List of tasks ::
1. Transcribe the section of the farm animal thread that opens with the words containing "What is your favorite farm animal? It" and closes with "can't choose goats.".
2. Summarize the farm animal thread in two sentences.

Excerpt provided ::
/---

# What is your favorite farm animal?



## Straw Hat Kikos (Jun 10, 2012)

What is your favorite farm animal? It could be anything. You don't need to own one or even have any knowledge of the animal. You just have to like it. The only exception is you can't choose your "specialty." Example: My thing is goats, so I can't choose goats. 

My favorite would have to be cattle.


----------



## BrownSheep (Jun 10, 2012)

Scince I can't choose sheep I would have to say turkeys. Or pigs I have asked for a pig for every major gift giving holiday...still haven't gotten one


----------



## Straw Hat Kikos (Jun 10, 2012)

BrownSheep said:
			
		

> Scince I can't choose sheep I would have to say turkeys. Or pigs I have asked for a pig for every major gift giving holiday...still haven't gotten one


I love turkeys too!! I want some hogs so bad!!


----------



## Symphony (Jun 10, 2012)

Cattle but I like so many of the breeds its so hard to choose a favorite.


----------



## Straw Hat Kikos (Jun 10, 2012)

Symphony said:
			
		

> Cattle but I like so many of the breeds its so hard to choose a favorite.


I like Holstein, Zebu, and Hereford!!


----------



## SheepGirl (Jun 10, 2012)

Since no sheep, I choose hogs


----------



## Straw Hat Kikos (Jun 10, 2012)

\---

Recorded information ::
/---

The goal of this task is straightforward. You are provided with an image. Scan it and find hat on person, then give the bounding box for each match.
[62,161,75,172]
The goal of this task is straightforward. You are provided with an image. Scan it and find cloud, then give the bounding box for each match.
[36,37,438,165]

\---

Results for each task ::
1.
What is your favorite farm animal? It could be anything. You don't need to own one or even have any knowledge of the animal. You just have to like it. The only exception is you can't choose your "specialty." Example: My thing is goats, so I can't choose goats.

2. Straw Hat Kikos asks forum members to name a favorite farm animal other than their own specialty, and picks cattle because goats are excluded. The others name turkeys, pigs, cattle and hogs in reply, and Straw Hat Kikos says they love turkeys, want hogs, and like the Holstein, Zebu and Hereford breeds.